━━━━━ Records ━━━━━

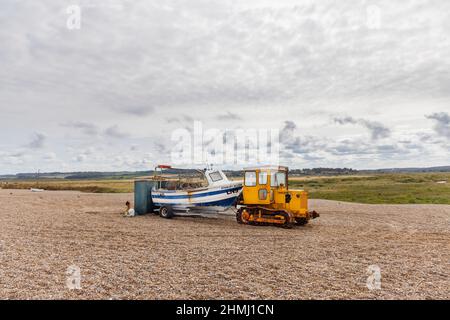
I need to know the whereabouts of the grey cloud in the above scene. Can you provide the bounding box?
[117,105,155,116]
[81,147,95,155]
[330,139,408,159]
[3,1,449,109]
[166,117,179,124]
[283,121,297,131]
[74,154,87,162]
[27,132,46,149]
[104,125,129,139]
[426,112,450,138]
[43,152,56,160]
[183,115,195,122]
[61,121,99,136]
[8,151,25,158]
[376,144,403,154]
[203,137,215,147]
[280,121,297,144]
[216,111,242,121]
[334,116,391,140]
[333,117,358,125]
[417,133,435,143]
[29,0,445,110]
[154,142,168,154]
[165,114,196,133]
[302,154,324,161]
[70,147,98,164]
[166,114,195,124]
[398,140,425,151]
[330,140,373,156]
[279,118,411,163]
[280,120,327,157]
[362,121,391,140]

━━━━━
━━━━━ Records ━━━━━

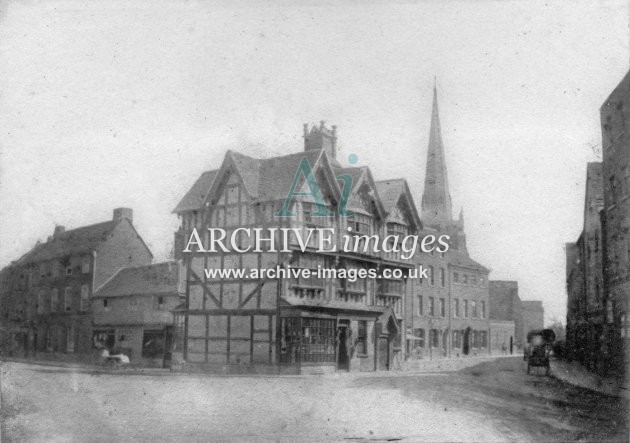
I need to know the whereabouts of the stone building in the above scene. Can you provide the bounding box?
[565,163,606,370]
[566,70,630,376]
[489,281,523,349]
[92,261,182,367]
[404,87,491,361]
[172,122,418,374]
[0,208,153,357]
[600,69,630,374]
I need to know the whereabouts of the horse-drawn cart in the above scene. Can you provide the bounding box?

━━━━━

[Task goal] Taking the entries above, write out exactly the lines starting with the line containing "I need to know the whereabouts of the stone" and going on through the line containing "I need to know the whereabouts of the horse-drawn", both included, and nothing else.

[Response below]
I need to know the whereabouts of the stone building in the above scene. Can you provide the bounding box?
[565,163,606,370]
[566,70,630,376]
[489,281,523,349]
[92,261,182,367]
[404,87,491,361]
[172,122,418,374]
[0,208,153,357]
[600,69,630,374]
I need to know the whereabouts of the horse-drawn cart in the above scene. Can you provide the bounding box?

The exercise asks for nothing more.